## Exercise task
Can you quote exactly the stretch of lines from the one with "of the open" through the final line of the material, both ends included?

## Data for this exercise
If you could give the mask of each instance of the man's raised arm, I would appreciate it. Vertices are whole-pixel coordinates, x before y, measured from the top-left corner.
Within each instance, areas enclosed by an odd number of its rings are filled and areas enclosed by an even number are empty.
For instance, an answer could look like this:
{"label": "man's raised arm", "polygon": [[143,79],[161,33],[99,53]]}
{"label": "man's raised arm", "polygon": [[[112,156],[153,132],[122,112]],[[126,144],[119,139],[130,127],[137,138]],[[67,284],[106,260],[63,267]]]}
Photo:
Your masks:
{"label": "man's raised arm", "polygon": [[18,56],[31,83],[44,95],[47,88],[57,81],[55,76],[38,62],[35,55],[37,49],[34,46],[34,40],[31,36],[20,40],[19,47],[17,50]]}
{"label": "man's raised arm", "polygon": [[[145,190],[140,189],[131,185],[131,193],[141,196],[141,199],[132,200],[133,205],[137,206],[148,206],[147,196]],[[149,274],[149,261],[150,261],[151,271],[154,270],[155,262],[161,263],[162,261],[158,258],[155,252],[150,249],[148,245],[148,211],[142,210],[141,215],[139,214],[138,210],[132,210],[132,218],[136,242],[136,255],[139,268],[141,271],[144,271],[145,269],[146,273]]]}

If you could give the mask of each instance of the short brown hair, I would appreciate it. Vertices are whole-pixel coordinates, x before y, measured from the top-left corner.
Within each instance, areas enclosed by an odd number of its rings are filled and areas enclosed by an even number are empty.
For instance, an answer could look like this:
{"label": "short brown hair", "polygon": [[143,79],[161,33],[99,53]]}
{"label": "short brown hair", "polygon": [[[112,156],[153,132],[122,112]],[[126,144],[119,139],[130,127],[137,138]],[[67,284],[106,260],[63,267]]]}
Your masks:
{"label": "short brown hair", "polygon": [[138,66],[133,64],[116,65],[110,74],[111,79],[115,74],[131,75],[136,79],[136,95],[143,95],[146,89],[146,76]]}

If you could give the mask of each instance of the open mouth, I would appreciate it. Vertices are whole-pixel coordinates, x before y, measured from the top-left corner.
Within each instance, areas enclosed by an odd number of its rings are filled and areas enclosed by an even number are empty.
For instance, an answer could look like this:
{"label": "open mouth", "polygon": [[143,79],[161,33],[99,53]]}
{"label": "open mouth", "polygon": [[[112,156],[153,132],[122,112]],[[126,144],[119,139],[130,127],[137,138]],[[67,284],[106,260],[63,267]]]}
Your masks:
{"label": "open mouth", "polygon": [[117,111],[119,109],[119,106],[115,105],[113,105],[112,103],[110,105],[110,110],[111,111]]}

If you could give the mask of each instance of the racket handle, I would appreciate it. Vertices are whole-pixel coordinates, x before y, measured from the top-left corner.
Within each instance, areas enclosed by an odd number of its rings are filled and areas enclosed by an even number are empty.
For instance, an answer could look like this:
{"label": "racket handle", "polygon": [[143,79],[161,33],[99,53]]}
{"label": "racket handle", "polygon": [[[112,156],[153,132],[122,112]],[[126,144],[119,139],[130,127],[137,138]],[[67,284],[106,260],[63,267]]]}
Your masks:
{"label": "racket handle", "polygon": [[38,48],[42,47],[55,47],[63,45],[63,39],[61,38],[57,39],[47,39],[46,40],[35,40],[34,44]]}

## Task solution
If you could give the mask of each instance of the open mouth, I would appreciate it. Vertices are whole-pixel coordinates, x before y, measured from the top-left corner.
Within each instance, areas enclosed by an odd number of its rings are filled and areas enclosed by an even number are empty.
For instance, an answer could look like this:
{"label": "open mouth", "polygon": [[143,79],[161,33],[99,53]]}
{"label": "open mouth", "polygon": [[[112,156],[153,132],[122,112]],[[126,144],[119,139],[130,127],[137,138]],[[67,284],[106,260],[63,267]]]}
Your masks:
{"label": "open mouth", "polygon": [[117,111],[119,109],[119,106],[115,105],[113,105],[112,103],[110,105],[110,110],[111,111]]}

If you could give the mask of each instance of the racket handle, I would appreciate it. Vertices are whole-pixel coordinates, x before y, measured from the top-left corner.
Within each instance, areas enclosed by an odd number of its rings are filled and areas enclosed by an even number are empty.
For instance, an answer could look like this:
{"label": "racket handle", "polygon": [[143,79],[161,33],[99,53]]}
{"label": "racket handle", "polygon": [[[112,156],[153,132],[122,112]],[[126,144],[119,139],[130,127],[137,138]],[[67,284],[106,260],[63,267]]]}
Your masks:
{"label": "racket handle", "polygon": [[38,48],[42,47],[55,47],[63,45],[63,39],[61,38],[57,39],[47,39],[46,40],[35,40],[34,44]]}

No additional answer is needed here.